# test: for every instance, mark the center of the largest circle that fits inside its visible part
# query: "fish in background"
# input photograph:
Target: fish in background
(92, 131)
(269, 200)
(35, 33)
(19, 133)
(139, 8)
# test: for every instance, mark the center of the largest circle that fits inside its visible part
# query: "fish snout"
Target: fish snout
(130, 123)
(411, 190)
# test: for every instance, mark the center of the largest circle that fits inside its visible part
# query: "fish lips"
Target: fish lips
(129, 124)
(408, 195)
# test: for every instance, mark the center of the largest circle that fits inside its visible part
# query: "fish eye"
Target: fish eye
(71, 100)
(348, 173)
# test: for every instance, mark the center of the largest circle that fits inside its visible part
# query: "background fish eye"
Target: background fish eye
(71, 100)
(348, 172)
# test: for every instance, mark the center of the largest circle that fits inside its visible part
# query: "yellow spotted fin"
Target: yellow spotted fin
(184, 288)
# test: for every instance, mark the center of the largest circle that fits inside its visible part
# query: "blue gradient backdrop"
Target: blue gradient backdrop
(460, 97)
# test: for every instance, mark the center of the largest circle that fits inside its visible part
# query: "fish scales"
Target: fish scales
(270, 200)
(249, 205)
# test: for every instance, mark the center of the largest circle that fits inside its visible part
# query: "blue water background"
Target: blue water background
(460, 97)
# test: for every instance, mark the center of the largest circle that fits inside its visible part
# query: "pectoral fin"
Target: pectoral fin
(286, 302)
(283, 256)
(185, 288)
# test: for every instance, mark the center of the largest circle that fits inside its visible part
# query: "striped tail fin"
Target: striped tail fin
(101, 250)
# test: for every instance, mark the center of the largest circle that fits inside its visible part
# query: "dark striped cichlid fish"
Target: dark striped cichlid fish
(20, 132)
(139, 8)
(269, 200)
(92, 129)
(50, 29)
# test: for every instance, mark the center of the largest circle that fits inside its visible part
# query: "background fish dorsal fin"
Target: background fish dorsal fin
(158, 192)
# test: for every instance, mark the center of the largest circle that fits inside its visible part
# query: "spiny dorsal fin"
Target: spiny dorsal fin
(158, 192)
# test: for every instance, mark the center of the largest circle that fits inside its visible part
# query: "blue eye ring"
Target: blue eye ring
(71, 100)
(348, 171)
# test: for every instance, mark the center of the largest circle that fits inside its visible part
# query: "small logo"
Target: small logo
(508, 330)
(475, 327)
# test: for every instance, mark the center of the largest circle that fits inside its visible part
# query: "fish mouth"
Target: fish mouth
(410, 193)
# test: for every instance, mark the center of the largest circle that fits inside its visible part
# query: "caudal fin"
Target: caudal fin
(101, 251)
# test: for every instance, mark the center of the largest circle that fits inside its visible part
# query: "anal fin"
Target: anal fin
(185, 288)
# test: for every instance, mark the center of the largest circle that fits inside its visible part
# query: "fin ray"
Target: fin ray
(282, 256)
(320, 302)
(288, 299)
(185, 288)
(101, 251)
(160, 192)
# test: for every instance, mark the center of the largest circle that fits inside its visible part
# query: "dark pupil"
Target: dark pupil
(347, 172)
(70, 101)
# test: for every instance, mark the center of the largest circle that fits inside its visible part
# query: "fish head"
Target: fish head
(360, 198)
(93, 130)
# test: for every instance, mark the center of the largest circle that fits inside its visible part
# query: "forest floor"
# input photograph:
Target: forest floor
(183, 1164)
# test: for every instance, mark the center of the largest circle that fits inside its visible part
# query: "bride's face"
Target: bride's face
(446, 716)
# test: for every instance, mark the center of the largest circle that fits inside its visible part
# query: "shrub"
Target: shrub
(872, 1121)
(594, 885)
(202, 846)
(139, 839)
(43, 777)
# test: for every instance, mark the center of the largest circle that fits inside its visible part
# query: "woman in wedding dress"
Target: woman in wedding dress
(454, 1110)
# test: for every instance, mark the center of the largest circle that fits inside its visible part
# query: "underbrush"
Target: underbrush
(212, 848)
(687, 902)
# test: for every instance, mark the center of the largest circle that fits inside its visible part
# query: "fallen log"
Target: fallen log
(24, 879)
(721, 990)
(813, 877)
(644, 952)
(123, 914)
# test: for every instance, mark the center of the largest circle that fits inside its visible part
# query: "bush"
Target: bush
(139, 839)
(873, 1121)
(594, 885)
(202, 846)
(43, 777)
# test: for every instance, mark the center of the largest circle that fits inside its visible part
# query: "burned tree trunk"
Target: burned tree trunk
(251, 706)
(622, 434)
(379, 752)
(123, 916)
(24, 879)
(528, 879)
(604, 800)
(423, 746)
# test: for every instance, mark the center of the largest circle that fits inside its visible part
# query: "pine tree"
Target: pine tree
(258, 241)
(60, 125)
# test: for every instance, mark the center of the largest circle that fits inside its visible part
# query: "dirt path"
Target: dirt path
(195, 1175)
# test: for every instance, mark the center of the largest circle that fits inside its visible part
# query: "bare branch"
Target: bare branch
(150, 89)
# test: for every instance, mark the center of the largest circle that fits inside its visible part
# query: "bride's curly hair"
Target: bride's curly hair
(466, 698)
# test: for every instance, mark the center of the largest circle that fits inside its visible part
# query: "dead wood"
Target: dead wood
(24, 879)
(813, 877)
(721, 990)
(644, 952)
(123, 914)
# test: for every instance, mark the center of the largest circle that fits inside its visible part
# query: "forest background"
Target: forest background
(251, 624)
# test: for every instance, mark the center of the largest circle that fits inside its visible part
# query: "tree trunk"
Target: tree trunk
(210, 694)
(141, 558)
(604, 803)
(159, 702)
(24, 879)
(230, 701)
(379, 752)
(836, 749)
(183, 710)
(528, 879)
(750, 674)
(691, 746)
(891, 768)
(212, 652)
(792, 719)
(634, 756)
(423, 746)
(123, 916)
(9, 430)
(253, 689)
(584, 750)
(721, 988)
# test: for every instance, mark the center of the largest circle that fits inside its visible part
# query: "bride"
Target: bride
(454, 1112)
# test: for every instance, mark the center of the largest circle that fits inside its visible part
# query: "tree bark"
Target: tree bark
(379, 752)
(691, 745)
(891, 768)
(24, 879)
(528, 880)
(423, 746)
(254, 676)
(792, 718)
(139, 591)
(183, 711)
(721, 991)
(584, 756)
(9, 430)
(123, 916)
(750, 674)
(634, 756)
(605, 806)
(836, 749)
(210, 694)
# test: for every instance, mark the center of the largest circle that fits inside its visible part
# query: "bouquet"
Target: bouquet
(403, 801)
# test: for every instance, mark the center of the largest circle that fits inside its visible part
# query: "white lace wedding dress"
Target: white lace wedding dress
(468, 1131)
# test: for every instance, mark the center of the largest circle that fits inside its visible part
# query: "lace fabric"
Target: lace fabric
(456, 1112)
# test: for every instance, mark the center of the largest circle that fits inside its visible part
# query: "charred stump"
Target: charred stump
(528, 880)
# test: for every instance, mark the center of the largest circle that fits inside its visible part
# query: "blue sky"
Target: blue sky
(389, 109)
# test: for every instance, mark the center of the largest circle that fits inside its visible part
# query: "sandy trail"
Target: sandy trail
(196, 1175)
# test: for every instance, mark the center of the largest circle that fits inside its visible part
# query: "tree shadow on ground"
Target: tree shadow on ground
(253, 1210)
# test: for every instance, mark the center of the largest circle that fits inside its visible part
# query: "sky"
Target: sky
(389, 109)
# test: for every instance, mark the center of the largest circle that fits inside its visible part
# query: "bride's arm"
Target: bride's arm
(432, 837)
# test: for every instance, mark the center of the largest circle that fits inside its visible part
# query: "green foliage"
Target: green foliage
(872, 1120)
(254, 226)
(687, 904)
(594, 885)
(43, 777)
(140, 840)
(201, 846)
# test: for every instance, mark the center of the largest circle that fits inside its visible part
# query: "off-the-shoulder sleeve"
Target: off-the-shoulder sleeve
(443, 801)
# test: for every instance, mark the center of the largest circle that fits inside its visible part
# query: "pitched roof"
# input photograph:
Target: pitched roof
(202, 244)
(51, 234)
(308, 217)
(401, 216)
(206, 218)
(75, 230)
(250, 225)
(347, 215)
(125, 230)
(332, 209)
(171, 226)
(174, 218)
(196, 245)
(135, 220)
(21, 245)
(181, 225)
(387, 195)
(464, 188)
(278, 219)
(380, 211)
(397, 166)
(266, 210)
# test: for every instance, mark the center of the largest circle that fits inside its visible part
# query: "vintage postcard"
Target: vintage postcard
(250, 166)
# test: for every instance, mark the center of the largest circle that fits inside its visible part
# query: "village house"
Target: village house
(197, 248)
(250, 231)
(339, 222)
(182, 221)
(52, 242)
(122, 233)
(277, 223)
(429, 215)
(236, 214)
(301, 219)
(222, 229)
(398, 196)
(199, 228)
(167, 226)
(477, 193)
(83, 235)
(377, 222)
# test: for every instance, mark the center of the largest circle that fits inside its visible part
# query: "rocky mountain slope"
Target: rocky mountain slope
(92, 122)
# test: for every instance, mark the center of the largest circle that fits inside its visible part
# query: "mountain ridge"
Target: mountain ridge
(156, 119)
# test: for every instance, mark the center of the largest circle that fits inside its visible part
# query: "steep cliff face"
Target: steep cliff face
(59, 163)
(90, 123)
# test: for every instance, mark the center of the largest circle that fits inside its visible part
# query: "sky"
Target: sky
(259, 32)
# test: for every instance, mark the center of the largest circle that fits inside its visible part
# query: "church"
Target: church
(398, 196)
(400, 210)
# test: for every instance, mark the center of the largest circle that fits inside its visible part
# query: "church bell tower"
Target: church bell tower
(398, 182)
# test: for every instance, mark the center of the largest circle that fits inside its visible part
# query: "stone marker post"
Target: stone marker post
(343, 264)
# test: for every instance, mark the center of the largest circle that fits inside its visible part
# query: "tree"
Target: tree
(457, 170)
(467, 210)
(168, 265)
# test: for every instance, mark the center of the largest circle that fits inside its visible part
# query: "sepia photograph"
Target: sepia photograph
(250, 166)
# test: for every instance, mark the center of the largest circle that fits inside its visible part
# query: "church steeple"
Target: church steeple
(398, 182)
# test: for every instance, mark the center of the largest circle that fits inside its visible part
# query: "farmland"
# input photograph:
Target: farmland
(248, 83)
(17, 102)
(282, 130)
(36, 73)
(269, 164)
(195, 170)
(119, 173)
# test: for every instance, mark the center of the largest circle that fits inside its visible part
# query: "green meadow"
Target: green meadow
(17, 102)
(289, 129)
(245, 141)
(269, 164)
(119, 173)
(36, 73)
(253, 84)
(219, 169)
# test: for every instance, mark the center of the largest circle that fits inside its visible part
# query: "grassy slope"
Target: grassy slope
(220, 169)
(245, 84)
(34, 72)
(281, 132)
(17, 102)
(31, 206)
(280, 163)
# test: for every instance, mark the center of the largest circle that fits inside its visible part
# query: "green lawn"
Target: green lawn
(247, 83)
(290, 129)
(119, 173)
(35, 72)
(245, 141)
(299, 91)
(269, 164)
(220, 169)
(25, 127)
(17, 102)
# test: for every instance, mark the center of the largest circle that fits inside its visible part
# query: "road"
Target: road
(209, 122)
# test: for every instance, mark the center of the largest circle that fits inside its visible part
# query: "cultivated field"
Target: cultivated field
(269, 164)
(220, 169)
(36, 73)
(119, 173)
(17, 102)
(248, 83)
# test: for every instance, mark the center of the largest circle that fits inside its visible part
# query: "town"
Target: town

+ + +

YOUR INSTRUCTIONS ▸ The line containing "Target: cultivated field" marks where to begin; the last line of the records marks where to stop. Copy both and all between, exactly.

COMPLETED EXERCISE ▸
Target: cultivated field
(269, 164)
(220, 169)
(36, 73)
(119, 173)
(17, 102)
(248, 83)
# test: for every instance, mark the center of the largest circle that fits inside its visible part
# query: "town"
Target: town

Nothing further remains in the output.